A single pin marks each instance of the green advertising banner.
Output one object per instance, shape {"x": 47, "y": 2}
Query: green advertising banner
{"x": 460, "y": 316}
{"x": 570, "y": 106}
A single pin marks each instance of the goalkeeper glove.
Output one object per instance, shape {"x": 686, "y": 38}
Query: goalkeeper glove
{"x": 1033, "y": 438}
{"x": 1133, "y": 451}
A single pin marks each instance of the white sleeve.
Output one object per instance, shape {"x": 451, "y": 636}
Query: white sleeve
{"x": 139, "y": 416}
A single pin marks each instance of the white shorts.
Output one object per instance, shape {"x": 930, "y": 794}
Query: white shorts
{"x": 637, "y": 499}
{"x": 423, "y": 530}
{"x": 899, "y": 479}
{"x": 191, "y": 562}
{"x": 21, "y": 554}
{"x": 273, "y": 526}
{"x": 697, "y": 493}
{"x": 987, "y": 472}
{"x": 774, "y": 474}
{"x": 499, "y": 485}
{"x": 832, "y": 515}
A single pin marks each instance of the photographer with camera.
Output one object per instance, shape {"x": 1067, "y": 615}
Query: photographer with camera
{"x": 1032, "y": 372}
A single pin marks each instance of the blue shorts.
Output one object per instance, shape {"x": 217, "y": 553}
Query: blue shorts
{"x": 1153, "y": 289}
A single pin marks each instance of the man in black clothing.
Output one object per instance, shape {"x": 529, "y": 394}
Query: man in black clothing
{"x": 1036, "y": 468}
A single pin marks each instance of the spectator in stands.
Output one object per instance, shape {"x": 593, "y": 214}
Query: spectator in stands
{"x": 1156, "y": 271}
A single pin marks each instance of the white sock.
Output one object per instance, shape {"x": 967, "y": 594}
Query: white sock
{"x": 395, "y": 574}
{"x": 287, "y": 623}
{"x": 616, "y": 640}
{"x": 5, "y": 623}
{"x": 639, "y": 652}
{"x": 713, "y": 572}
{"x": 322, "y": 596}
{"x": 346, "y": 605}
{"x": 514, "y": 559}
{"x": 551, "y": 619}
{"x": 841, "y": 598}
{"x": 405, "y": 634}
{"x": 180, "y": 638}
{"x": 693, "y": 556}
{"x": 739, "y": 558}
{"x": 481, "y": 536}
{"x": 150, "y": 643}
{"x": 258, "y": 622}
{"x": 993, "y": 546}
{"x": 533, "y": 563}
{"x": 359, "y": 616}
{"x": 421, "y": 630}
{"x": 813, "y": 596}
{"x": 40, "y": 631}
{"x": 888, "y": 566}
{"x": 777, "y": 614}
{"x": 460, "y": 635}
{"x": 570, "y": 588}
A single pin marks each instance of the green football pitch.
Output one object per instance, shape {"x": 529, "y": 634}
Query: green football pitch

------------

▶ **Task**
Reproduce the listing word for word, starting at the line that contains "A single pin marks each instance of the green football" and continuing through the final line of the listing.

▶ **The output**
A single pin marks each instance of the green football pitch.
Output one object per instance, shape {"x": 529, "y": 634}
Query: green football pitch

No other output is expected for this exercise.